-------- Given data --------

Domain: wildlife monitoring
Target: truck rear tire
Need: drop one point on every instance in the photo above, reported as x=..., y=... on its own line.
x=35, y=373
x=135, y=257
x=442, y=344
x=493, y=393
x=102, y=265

--------

Extract every entry in the listing word for word.

> Exercise response
Domain: wildlife monitoring
Target: truck rear tire
Need: drop one point on every instance in the photo above, reported as x=..., y=... on its own line.
x=35, y=373
x=135, y=257
x=442, y=344
x=493, y=393
x=102, y=265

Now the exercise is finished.